> **Work to do**
Reproduce word for word the lines of the data from the line containing "For the benchmark, point to the shirt" through the final line of the data, and nothing else.

[Data records]
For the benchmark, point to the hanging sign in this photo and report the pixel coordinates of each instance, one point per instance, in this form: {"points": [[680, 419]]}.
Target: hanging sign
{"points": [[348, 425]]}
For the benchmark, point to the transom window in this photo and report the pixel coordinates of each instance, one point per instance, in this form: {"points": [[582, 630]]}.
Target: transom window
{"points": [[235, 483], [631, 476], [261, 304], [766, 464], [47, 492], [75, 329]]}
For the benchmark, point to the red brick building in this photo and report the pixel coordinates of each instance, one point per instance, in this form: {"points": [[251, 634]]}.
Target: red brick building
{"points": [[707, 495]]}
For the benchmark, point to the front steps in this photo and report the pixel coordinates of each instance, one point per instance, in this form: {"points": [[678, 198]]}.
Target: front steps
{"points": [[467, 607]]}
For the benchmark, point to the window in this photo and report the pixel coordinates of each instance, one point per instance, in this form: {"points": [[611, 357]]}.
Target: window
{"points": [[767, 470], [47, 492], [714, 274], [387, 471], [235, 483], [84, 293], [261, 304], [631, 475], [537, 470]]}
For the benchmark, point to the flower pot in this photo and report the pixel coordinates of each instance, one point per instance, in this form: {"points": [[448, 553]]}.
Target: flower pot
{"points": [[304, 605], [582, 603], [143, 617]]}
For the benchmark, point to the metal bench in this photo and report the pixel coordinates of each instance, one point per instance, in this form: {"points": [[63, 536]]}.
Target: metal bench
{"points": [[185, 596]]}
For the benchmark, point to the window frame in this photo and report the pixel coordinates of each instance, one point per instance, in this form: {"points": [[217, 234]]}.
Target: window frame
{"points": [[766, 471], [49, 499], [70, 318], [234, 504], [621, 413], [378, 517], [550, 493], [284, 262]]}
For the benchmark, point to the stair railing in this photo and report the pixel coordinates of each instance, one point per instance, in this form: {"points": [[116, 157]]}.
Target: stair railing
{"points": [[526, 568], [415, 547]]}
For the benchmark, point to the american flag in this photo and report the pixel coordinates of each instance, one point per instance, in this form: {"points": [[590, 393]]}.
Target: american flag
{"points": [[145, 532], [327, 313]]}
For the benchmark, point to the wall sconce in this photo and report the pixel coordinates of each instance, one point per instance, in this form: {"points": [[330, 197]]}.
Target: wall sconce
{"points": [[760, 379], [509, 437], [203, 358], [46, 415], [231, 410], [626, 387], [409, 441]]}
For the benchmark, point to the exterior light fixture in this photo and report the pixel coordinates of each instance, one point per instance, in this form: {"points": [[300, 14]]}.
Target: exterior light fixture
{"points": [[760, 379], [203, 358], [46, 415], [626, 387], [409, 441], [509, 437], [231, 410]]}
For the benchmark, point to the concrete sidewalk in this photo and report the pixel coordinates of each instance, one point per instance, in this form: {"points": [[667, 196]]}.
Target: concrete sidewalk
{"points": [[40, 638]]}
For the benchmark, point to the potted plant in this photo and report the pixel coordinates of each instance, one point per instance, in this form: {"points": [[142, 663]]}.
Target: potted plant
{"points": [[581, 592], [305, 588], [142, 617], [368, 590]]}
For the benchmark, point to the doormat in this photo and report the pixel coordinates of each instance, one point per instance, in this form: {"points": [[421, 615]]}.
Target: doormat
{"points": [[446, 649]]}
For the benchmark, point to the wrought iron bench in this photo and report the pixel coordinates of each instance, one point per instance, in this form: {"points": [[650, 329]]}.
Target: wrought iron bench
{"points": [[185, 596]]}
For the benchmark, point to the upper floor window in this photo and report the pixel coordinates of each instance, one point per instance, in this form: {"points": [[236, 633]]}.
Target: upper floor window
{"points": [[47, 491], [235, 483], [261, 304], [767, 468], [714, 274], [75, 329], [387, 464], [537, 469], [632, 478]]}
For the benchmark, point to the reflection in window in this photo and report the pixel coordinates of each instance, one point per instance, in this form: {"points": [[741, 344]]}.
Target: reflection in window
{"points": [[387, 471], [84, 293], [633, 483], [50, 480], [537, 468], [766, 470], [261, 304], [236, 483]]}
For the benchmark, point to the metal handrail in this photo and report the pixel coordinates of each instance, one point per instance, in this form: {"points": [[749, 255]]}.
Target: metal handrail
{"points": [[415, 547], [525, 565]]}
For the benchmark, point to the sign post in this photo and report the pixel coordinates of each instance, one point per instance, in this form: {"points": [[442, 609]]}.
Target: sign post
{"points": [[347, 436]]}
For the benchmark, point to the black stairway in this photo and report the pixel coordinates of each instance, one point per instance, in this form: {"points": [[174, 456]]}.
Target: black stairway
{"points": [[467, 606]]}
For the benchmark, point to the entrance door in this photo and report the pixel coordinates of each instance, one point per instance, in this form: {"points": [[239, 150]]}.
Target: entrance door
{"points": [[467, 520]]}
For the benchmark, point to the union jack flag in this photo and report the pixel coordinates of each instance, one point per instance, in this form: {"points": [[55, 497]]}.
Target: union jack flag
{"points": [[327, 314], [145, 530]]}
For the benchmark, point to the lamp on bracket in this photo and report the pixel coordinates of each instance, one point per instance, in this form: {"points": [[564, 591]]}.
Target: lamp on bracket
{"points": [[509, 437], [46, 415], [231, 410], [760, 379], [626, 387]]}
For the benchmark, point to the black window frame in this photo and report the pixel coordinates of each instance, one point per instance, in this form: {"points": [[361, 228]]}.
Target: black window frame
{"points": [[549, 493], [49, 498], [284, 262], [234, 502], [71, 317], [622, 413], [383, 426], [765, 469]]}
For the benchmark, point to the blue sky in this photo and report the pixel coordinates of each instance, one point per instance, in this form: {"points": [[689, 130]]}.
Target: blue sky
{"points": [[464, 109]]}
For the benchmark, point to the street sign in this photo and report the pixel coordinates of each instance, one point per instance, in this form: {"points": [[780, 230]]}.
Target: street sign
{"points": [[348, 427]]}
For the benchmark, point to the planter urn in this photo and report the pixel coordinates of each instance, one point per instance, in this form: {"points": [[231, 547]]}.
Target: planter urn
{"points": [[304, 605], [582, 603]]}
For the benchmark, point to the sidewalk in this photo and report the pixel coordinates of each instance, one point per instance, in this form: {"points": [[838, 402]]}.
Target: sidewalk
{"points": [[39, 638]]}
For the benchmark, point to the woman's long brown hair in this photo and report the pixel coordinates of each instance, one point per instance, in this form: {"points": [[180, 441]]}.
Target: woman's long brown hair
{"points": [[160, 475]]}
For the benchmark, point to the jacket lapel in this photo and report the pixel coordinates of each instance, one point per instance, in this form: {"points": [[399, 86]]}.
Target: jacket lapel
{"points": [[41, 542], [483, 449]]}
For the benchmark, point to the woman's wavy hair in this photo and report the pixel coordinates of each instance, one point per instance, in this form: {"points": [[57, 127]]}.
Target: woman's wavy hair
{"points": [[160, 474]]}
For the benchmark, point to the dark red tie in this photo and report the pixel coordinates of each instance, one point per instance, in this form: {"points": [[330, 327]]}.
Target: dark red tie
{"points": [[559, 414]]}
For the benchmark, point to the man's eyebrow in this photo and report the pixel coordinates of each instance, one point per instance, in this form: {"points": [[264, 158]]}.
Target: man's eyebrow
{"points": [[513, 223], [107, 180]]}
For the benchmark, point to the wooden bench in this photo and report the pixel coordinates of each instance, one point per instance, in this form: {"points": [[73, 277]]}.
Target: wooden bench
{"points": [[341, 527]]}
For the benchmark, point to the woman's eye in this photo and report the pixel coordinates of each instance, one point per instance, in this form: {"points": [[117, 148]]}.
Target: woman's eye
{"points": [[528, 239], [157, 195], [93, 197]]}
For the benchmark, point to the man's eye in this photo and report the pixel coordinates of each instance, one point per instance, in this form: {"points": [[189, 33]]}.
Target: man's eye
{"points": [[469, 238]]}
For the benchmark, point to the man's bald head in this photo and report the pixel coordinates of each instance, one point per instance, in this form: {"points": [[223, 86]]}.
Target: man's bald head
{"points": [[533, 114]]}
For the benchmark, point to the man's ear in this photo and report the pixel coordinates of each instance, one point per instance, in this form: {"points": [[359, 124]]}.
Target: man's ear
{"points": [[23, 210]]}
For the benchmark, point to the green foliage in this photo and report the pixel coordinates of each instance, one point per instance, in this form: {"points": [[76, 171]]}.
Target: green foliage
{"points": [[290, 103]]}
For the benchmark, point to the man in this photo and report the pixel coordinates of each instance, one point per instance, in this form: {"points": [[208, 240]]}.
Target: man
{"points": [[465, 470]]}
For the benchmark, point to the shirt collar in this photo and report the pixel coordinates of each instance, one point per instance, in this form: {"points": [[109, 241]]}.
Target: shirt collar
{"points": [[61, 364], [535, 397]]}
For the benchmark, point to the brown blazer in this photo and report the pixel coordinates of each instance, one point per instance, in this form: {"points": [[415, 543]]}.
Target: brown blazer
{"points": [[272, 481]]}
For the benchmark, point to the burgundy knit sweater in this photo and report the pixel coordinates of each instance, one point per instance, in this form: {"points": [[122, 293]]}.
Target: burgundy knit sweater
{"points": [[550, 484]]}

> **Task solution**
For the benchmark, point to the shirt collar in this photo and report the pixel coordinates of each instance, one point per instance, in this form: {"points": [[109, 241]]}.
Target: shirt collar
{"points": [[61, 364], [535, 397]]}
For the benchmark, point to the brown blazer in this photo and report the pixel coordinates of each instance, one point per instance, in this form: {"points": [[415, 543]]}.
Target: brown blazer
{"points": [[272, 481]]}
For the benchmark, point to the burgundy knit sweater in this photo and report the pixel coordinates of each instance, one point per instance, in this form: {"points": [[122, 293]]}.
Target: burgundy knit sweater
{"points": [[550, 484]]}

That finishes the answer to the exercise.